Analysis-China's stimulus message leaves investors wanting though hanging onto hope

4 days ago

By Samuel Shen, Ankur Banerjee and Tom Westbrook

SHANGHAI/SINGAPORE (Reuters) - China's highly anticipated announcement of financial stimulus plans on Saturday was big on intent but low on the measurable details that investors need to ratify their recent return to the world's second-biggest stock market.

Saturday's news conference by Finance Minister Lan Foan reiterated Beijing's broad plans to revive the ailing economy, with promises made on significant increases to government debt and support for consumers and the property sector.

But for investors who were hoping to hear authorities spell out exactly how much the government will throw at the crisis, the briefing was disappointing.

“The strength of the announced fiscal stimulus plan is weaker than expected. There's no timetable, no amount, no details of how the money will be spent," said Huang Yan, investment manager at private fund company Shanghai QiuYang Capital Co in Shanghai.

Huang had hoped for more stimulus to boost consumption. Market analysts had been looking for a spending package between 2 trillion yuan to 10 trillion yuan ($283 billion to $1.4 trillion).

GIVEN INFORMATION:

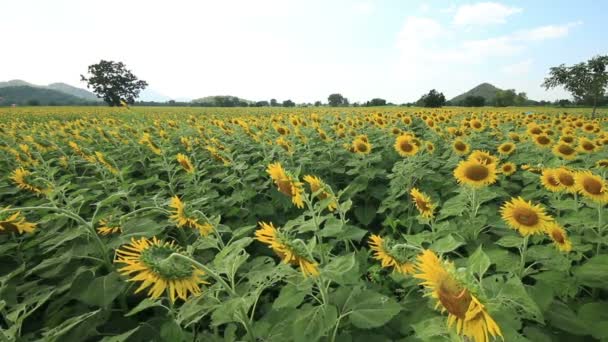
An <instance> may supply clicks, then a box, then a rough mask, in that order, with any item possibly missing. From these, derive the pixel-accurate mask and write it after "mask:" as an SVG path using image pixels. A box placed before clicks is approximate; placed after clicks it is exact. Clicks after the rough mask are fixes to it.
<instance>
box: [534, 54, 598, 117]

WORK INSTRUCTIONS:
In the analysis of China's stimulus announcement, what size of spending package had market analysts been expecting?

PROBLEM SOLUTION:
Market analysts had been looking for a package of 2 trillion to 10 trillion yuan ($283 billion to $1.4 trillion).